**Assignment:** Using the entries that follow, please report how many lines contain the word "When", with no other words.

**Data in this exercise:**
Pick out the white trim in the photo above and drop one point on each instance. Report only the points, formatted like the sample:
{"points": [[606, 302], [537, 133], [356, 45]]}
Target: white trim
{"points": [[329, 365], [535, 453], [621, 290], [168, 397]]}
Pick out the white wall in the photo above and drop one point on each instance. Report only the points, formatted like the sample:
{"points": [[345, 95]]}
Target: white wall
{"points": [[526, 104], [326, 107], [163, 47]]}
* * *
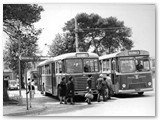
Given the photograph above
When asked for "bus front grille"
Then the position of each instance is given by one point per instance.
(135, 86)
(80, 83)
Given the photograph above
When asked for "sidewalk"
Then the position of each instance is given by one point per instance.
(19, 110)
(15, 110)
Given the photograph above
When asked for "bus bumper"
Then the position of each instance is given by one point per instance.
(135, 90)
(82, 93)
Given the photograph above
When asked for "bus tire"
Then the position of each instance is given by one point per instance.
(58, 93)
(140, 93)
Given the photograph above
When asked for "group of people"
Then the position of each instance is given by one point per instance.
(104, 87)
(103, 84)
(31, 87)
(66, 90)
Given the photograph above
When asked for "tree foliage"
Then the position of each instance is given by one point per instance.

**Answer:** 6